• [PASSAGE PROVIDED]:
******

Category: Sailing

London to Portimao

A short race (equivalent length to 2 Sydney Hobarts) was going to give us a taste of everything. We set off 1st September this first bit being a procession down the Thames to Southend .Tower bridge is opened for us and we parade around for a while. After several hours we anchor at Southend. It is a crowded yacht with 21 on board. There are not enough bunks .I sleep in the sail locker on top of one of the sails. In the morning we find our anchor line wrapped round therudder. Eventually we get it free with12 of us
hauling on the bridle line.
2 sept
It’s a downwind race start in light breezes .We were a bit behind at race start but on high side of line . The code 2 spinnaker is launched , on premise of sailing deeper .
Qingdao ends up well clear with us in the next 5 jockeying for position. The breeze dies and it is like a parking lot. The wind is finally too close for the kite and the windseeker is launched for a short time . Halong Bay seems to get private breeze and sails from 10th into 1st. Finally the Westerly breeze freshens and we are beating toward the English channel.
With too much sail up we have to drop our yankee1. I am on the helm and in trying to luff up to help the crew I accidentally tack the yacht. It is a scary moment as we gybe around back to course as Zhuhai goes past and we go between Date to lead and Bermuda ,We lose 3 places in 30 seconds.
After dark in 15 to 25 knots we are under full main and staysail and make up ground and tack back ahead of Halong Bay .
3 sep
Now begins a relentless couple of days with life at 35 degrees tacking up the English channel.
Support watches become difficult with sometimes 1 or 2 out of 3 people ill.
4 sep
The relentless upwind sailing continues in 15 to 30 knots . UNICEF and Bermuda take a southerly cause and pass the whole fleet. We’re under double reefed main and yankee 2 ,smashing into the steepening English channel chop. If this is what it’s like what will 40 knots be like. At one moment while on the helm the yacht is literally launched of a wave comes crashing down ,everyone on deck is briefly in the air , one of the life raft mounts at the stern breaks. Seumas comments ,I didn’t think we were a plane Rick.

******

• [SOURCE EXCERPT]:
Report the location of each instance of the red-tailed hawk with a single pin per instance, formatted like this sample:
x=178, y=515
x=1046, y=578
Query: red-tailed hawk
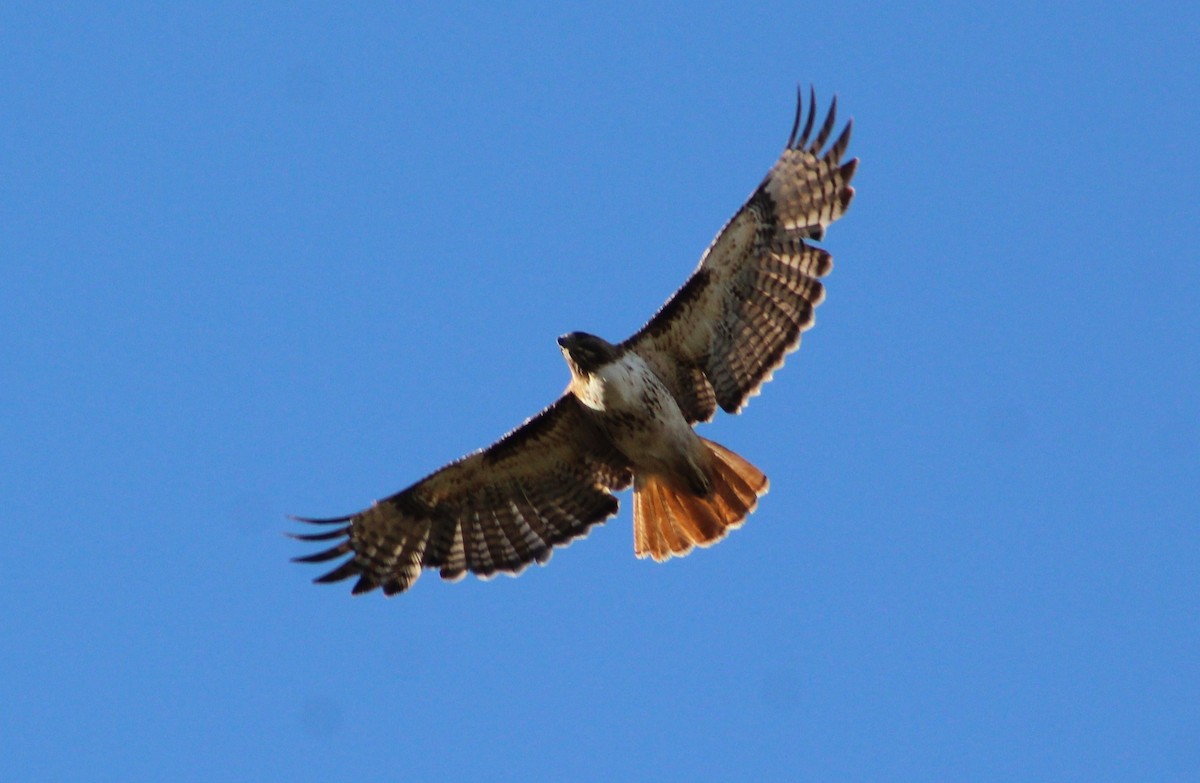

******

• [PROBLEMS TO SOLVE]:
a) In the London to Portimao sailing log, how many people were on board the yacht when it anchored at Southend?
b) Give the London to Portimao sailing log again between "After dark in" and "3 people ill.", inclusive, swapping "staysail" for "jib".
c) List every date that appears in the London to Portimao sailing log.

• [CORRECT ANSWERS]:
a) 21

b)
After dark in 15 to 25 knots we are under full main and jib and make up ground and tack back ahead of Halong Bay .
3 sep
Now begins a relentless couple of days with life at 35 degrees tacking up the English channel.
Support watches become difficult with sometimes 1 or 2 out of 3 people ill.

c) 1st September, 2 sept, 3 sep, 4 sep